* REQUIREMENT: If a line in the entries below includes "headscarf", show that line.

* RECORD EXTRACTS:
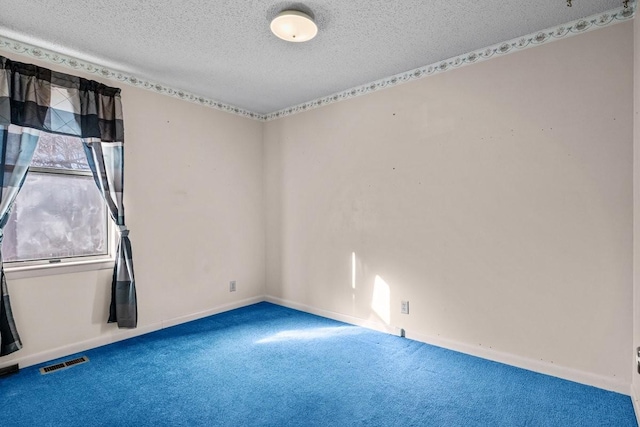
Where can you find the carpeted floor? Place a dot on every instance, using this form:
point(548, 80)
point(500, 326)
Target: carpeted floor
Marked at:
point(265, 365)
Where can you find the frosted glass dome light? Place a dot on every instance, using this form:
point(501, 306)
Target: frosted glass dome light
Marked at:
point(294, 26)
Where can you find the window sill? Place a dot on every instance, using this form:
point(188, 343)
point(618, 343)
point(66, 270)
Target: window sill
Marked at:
point(38, 270)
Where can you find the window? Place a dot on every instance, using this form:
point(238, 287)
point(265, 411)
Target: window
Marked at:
point(59, 214)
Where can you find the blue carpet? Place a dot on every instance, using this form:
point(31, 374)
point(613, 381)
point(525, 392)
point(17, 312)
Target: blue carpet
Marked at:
point(266, 365)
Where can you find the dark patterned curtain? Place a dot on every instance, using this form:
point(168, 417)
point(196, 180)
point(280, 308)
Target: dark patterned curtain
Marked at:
point(34, 99)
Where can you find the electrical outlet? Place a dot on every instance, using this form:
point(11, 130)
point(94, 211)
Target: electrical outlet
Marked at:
point(404, 307)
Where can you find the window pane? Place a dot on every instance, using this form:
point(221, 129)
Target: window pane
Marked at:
point(60, 152)
point(56, 216)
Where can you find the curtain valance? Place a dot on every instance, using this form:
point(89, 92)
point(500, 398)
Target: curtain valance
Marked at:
point(35, 99)
point(42, 99)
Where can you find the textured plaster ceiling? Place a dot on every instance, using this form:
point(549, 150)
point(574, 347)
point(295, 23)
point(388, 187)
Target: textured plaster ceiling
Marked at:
point(224, 50)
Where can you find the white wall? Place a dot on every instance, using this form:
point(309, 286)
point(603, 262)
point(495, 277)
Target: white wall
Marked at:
point(193, 203)
point(635, 389)
point(496, 198)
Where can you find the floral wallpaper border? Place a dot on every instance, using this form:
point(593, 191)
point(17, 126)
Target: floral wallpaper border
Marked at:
point(570, 29)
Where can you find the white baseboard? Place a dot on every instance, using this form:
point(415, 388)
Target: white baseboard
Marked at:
point(122, 334)
point(485, 353)
point(376, 326)
point(546, 368)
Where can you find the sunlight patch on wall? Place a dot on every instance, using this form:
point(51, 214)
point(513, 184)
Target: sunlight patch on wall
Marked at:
point(381, 301)
point(353, 270)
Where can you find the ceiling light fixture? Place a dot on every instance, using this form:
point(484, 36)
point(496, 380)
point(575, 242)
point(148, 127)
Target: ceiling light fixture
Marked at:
point(294, 26)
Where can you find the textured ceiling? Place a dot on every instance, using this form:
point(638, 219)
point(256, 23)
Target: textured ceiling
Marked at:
point(224, 50)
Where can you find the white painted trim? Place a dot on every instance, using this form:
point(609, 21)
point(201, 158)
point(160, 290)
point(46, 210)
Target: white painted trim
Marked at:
point(582, 377)
point(636, 404)
point(123, 334)
point(21, 44)
point(546, 368)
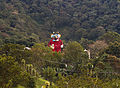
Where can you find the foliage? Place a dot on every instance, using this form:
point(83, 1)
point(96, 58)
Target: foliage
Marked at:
point(12, 74)
point(114, 49)
point(31, 21)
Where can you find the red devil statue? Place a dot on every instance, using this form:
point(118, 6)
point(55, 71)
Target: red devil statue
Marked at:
point(55, 43)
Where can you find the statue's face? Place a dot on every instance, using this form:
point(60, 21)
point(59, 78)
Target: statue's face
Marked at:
point(55, 36)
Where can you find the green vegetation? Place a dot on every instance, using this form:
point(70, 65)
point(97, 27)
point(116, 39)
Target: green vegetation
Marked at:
point(86, 26)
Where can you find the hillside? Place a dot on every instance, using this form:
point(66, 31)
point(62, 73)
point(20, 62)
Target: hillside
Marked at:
point(26, 21)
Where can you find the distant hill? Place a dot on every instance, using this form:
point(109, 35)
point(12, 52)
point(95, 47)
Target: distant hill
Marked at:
point(29, 21)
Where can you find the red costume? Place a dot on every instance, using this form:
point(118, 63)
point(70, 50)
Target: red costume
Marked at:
point(56, 44)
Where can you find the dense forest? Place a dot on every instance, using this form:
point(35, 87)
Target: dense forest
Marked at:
point(85, 25)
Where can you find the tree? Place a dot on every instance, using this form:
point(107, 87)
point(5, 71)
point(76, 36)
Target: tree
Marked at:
point(74, 53)
point(11, 73)
point(114, 49)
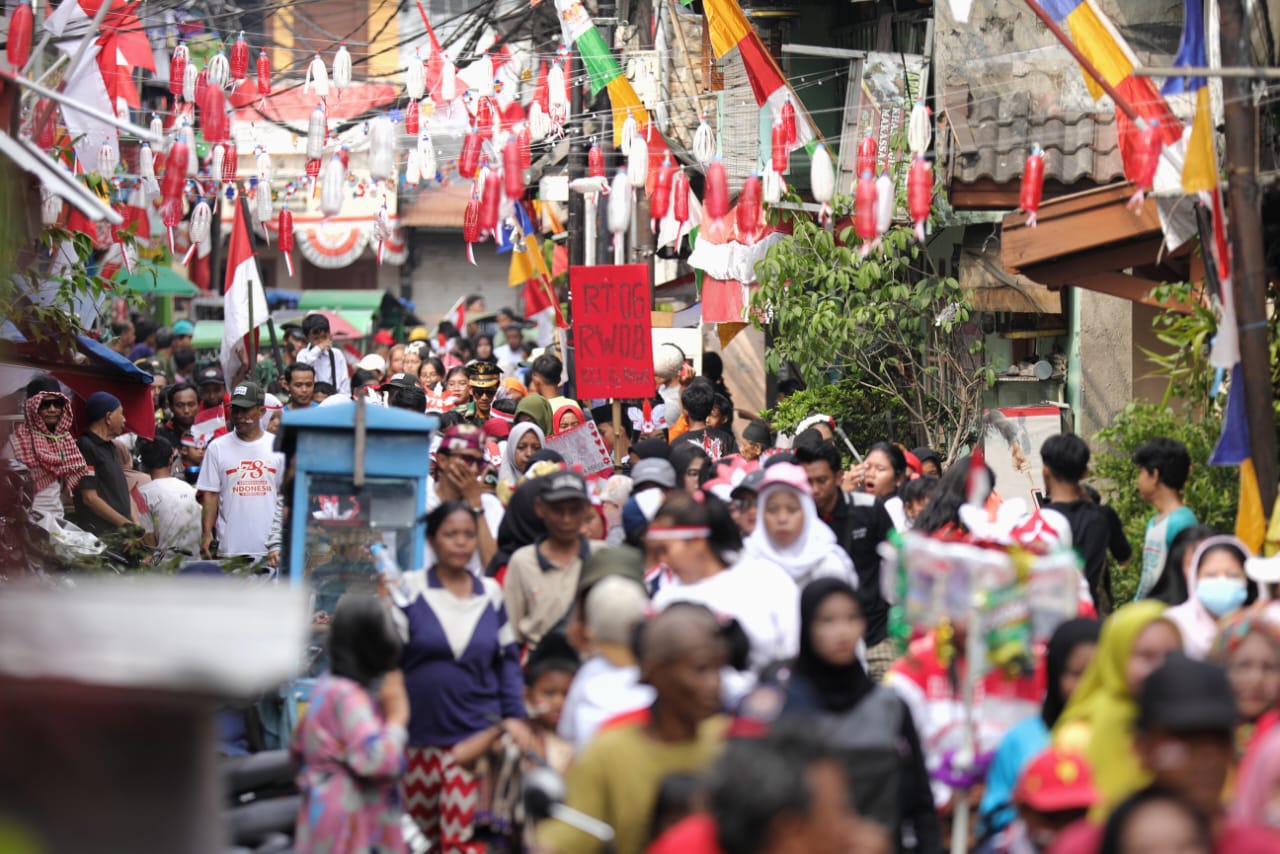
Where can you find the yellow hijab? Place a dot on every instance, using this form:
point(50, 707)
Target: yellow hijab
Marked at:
point(1098, 720)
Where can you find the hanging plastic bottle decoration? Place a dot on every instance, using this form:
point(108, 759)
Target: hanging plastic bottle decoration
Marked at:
point(1032, 185)
point(868, 151)
point(178, 68)
point(659, 201)
point(781, 153)
point(749, 224)
point(822, 181)
point(864, 211)
point(716, 199)
point(618, 211)
point(919, 195)
point(411, 118)
point(18, 49)
point(382, 149)
point(382, 229)
point(197, 228)
point(284, 237)
point(469, 159)
point(704, 142)
point(318, 77)
point(342, 67)
point(264, 77)
point(919, 129)
point(333, 187)
point(240, 59)
point(1143, 163)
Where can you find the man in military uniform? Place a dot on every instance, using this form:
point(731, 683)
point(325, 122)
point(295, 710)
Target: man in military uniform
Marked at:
point(484, 378)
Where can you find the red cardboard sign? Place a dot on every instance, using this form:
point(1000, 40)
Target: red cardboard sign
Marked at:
point(612, 330)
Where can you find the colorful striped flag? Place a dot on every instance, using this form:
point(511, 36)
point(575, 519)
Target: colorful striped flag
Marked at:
point(731, 30)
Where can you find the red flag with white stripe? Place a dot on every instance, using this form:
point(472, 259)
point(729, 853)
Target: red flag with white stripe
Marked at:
point(245, 301)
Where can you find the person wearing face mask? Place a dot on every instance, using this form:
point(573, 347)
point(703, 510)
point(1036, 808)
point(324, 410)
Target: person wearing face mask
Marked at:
point(1219, 588)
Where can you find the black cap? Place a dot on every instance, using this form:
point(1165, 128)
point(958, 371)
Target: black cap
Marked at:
point(1187, 695)
point(208, 375)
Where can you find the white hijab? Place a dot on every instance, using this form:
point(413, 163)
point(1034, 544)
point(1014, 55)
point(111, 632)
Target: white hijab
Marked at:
point(816, 546)
point(508, 461)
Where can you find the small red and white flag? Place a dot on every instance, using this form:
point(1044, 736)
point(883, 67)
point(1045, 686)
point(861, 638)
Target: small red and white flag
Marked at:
point(245, 301)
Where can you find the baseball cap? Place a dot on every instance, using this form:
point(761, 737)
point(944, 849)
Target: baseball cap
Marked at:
point(653, 471)
point(1056, 781)
point(1187, 695)
point(247, 393)
point(206, 375)
point(565, 485)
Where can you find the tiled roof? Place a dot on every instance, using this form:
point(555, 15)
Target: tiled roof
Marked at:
point(993, 135)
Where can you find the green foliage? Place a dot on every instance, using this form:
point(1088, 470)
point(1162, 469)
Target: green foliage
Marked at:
point(883, 323)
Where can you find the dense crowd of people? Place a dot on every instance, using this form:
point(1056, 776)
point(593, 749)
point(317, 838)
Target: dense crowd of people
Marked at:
point(698, 639)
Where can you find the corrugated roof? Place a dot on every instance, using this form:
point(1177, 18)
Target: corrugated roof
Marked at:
point(1078, 146)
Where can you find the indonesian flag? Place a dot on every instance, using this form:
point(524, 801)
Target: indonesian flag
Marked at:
point(245, 301)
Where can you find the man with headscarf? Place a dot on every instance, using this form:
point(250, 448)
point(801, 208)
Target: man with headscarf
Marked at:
point(45, 444)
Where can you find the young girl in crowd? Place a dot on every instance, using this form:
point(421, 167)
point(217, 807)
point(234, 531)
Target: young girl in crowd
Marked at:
point(1217, 588)
point(1070, 651)
point(1098, 718)
point(462, 672)
point(350, 747)
point(791, 535)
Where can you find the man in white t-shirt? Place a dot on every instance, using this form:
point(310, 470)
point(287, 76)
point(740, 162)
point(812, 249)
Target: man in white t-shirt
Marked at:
point(241, 479)
point(169, 511)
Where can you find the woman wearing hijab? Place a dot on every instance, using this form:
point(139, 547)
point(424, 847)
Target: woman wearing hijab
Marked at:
point(536, 409)
point(1217, 588)
point(865, 722)
point(45, 444)
point(1070, 651)
point(1098, 718)
point(791, 534)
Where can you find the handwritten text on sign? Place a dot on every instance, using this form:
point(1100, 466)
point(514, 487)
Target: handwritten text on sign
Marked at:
point(612, 330)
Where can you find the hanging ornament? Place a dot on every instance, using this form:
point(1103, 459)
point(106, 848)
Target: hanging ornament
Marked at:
point(659, 201)
point(864, 211)
point(342, 67)
point(704, 142)
point(620, 208)
point(919, 129)
point(316, 78)
point(638, 161)
point(178, 69)
point(716, 196)
point(333, 187)
point(284, 237)
point(512, 173)
point(787, 119)
point(18, 48)
point(318, 128)
point(470, 158)
point(919, 195)
point(411, 118)
point(197, 228)
point(1143, 163)
point(1033, 185)
point(240, 59)
point(771, 186)
point(780, 155)
point(749, 211)
point(415, 78)
point(471, 225)
point(629, 132)
point(868, 150)
point(382, 149)
point(822, 181)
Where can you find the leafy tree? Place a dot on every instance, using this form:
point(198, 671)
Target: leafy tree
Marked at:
point(885, 323)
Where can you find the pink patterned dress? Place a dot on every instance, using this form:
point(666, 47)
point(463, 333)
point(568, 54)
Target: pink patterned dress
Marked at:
point(350, 762)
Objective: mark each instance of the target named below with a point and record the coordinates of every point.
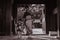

* SOLUTION FOR THIS PROBLEM:
Where can you find the man with headscarf? Place a dot on every instance, using this form:
Target: man with headscarf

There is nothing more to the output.